--- GIVEN DATA Enclosed Below ---

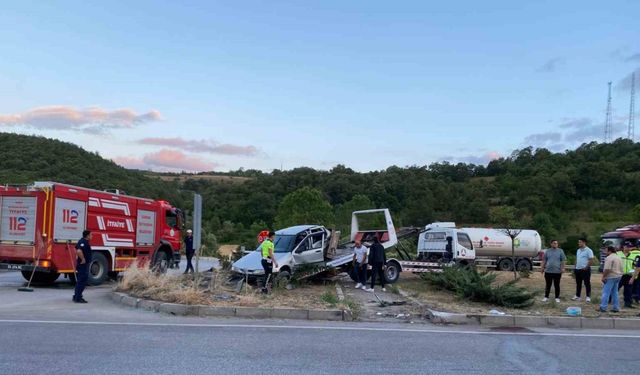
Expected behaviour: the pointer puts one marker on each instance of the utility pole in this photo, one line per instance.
(632, 109)
(607, 121)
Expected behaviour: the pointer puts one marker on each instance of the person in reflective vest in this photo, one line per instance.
(626, 282)
(83, 252)
(268, 259)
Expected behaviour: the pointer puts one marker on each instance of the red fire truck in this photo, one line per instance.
(41, 223)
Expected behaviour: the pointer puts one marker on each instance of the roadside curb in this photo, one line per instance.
(440, 317)
(229, 311)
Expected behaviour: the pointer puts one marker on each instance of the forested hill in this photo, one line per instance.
(585, 191)
(25, 159)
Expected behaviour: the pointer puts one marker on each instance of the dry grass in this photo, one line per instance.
(144, 283)
(446, 301)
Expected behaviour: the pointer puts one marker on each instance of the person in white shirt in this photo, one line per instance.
(360, 264)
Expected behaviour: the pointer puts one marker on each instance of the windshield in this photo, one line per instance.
(615, 242)
(283, 243)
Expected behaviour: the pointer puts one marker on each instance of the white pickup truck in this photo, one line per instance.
(314, 246)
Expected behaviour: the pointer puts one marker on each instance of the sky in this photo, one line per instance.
(222, 85)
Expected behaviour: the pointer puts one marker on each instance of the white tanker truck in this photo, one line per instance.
(442, 244)
(493, 247)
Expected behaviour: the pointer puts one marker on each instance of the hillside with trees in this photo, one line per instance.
(579, 192)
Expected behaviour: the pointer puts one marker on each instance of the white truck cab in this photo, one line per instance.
(444, 242)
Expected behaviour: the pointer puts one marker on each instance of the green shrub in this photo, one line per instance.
(476, 286)
(329, 297)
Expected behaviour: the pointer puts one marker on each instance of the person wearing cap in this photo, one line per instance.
(360, 264)
(611, 275)
(636, 277)
(188, 249)
(378, 261)
(626, 281)
(268, 259)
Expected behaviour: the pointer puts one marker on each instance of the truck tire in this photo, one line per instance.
(43, 278)
(505, 264)
(282, 278)
(160, 262)
(392, 272)
(98, 269)
(524, 265)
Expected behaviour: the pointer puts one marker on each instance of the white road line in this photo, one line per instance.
(320, 328)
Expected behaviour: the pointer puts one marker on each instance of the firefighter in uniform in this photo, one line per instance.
(268, 259)
(628, 258)
(83, 251)
(189, 251)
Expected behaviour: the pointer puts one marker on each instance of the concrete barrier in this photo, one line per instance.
(498, 320)
(599, 323)
(253, 312)
(178, 309)
(285, 313)
(530, 321)
(564, 321)
(216, 310)
(325, 315)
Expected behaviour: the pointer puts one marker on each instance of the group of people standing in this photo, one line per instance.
(376, 258)
(621, 270)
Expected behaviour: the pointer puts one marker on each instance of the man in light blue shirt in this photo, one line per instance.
(584, 260)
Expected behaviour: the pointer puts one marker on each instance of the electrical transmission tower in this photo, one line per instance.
(607, 122)
(632, 109)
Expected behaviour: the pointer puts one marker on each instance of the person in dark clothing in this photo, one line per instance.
(377, 260)
(188, 249)
(83, 252)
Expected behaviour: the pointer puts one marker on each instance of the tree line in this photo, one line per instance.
(565, 195)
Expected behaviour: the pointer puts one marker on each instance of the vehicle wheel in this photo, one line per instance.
(98, 269)
(505, 264)
(523, 265)
(72, 277)
(160, 262)
(282, 279)
(352, 274)
(41, 277)
(392, 272)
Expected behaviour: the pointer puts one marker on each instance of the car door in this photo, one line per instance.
(311, 249)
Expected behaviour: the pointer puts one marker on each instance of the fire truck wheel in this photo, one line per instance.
(41, 277)
(98, 269)
(161, 262)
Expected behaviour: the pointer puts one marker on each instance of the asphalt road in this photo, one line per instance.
(43, 332)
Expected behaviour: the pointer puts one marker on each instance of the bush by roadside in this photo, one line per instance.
(468, 283)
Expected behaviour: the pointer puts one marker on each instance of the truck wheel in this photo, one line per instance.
(392, 273)
(282, 279)
(523, 264)
(98, 269)
(160, 262)
(505, 264)
(41, 277)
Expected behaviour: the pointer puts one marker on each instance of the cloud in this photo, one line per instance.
(92, 120)
(542, 139)
(575, 131)
(625, 83)
(551, 65)
(167, 160)
(483, 159)
(633, 57)
(575, 123)
(201, 146)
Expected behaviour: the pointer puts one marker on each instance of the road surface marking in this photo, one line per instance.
(328, 328)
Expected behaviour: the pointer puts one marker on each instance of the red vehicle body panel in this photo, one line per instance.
(64, 211)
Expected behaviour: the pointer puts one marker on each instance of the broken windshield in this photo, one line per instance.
(283, 243)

--- End of Enclosed GIVEN DATA ---

YOUR ASSIGNMENT> Set down the entire material verbatim, with each picture left out.

RESULT OF THE TASK>
Expected behaviour: the pointer puts one marker on each instance of the utility pole in this photo, one line per instance.
(632, 109)
(607, 121)
Expected behaviour: the pointer puts one marker on each instance of the person in reflective vest in this photo, one line per instance.
(626, 282)
(83, 252)
(268, 259)
Expected behaviour: the pointer puts one marker on each instance of the red fire truck in this photo, one line per instance.
(41, 223)
Expected behaviour: the pointer puts one marker on each instance of the roadside curb in this photo, one line per instance.
(440, 317)
(229, 311)
Expected behaviour: the pointer puts one marker on each instance of the forested hill in this photo, one line per instance.
(585, 191)
(25, 159)
Expected behaviour: the pointer puts one marker on each instance of the dry grass in this photo, one line per instance.
(144, 283)
(446, 301)
Expected behaviour: the pointer puts one marker on each instance of the person in white shirt in this photo, one line per instance.
(360, 264)
Expected behaviour: the pointer puts one marker on each instance of the windshield in this photo, one line per instance.
(615, 242)
(283, 243)
Expected behaviour: the pointer puts one marker on each instance of the white pickup truck in this photo, one line per instance.
(314, 246)
Expected behaviour: the pointer puts one marker on each instance of the sky in this photo, one line per instance.
(222, 85)
Expected behaviour: the pointer puts one marker on each instance of the white tanker truck in this photo, one line per instance.
(442, 244)
(493, 247)
Expected behaviour: the pointer puts one marker on each instance of the hillside with trees in this photo, one line per instance.
(579, 192)
Expected behaviour: the pointer puts one marker on each instance of the white truck cab in this photo, one line per instance.
(444, 242)
Expected behaviour: the pointer puts one marker on each instance of the green shrub in this photo, one line per instance.
(476, 286)
(329, 297)
Expected behaviour: the pointer puts one marker on each instance of the person wearing cap in this photo, one line per instance.
(360, 264)
(611, 275)
(636, 277)
(188, 249)
(378, 261)
(626, 281)
(268, 259)
Expected behaviour: the pointer puts one marker on each instance of the truck tire in this photo, one line per instance.
(43, 278)
(505, 264)
(282, 278)
(160, 262)
(392, 272)
(98, 269)
(524, 265)
Expected behaviour: the pointer puts one marker on each instance of the white road line in this photo, one line per instance.
(320, 328)
Expected behaviour: the pointer puts one marker on each instance of the firefighter in uniform in this photo, one line per instance.
(268, 259)
(628, 258)
(83, 251)
(189, 251)
Expected behaviour: the pointer puts one marker on each instance of the concrete barrier in this photo, one line per instance.
(498, 320)
(599, 323)
(253, 312)
(178, 309)
(285, 313)
(530, 321)
(564, 321)
(216, 310)
(325, 315)
Expected behaviour: the pointer puts one marker on each instance of the group of people standing in this photo, one line per instance.
(376, 258)
(621, 270)
Expected behaviour: the pointer puts one marker on each instance of the man in light blue shirt in this photo, one line per instance.
(584, 260)
Expected behaviour: the pointer puts one marker on each instance of the electrical transmission tower in this photo, one line per instance.
(607, 122)
(632, 109)
Expected behaviour: the pointer puts one marker on each instance of the person in dark clothing in this photo, one line per instance.
(377, 260)
(188, 249)
(83, 252)
Expected behaviour: the pointer puts one marker on each instance of the tree line in this photo, one line per instance.
(565, 195)
Expected behaviour: the pointer puts one marker on each instance of the vehicle wheel in this photo, one line per instance.
(98, 269)
(505, 264)
(523, 265)
(72, 277)
(160, 262)
(282, 279)
(352, 274)
(41, 277)
(392, 272)
Expected behaviour: the pointer puts one marker on each instance of the car door in this photo, one line per instance.
(311, 249)
Expected behaviour: the pointer puts one marker on each instance of the fire truck wheel in this photo, one line per instance.
(41, 277)
(98, 269)
(161, 262)
Expected behaviour: the pointer puts one marker on each instance of the asphalt road in this photo, one line per instance.
(43, 332)
Expected behaviour: the pointer puts one marker on each instance of the bush by roadside in this photo, one line per instance.
(468, 283)
Expected behaviour: the pointer puts one marker on each instance of the truck wheel in this photo, one line per instance.
(392, 273)
(282, 279)
(523, 264)
(98, 269)
(160, 262)
(505, 264)
(41, 277)
Expected behaviour: the pointer puts one marker on each instance of the cloud in this photo, one line per instance.
(92, 120)
(542, 139)
(575, 131)
(625, 83)
(551, 65)
(167, 160)
(483, 159)
(633, 57)
(575, 123)
(201, 146)
Expected behaviour: the pointer puts one marker on each instance of the road surface marking in this photo, one line per instance.
(328, 328)
Expected behaviour: the pointer puts one marker on each instance of the red vehicle body panel in this photo, one line per instance.
(64, 211)
Expected behaviour: the pointer puts one marker on each instance of the broken windshield in this photo, one line per instance.
(283, 243)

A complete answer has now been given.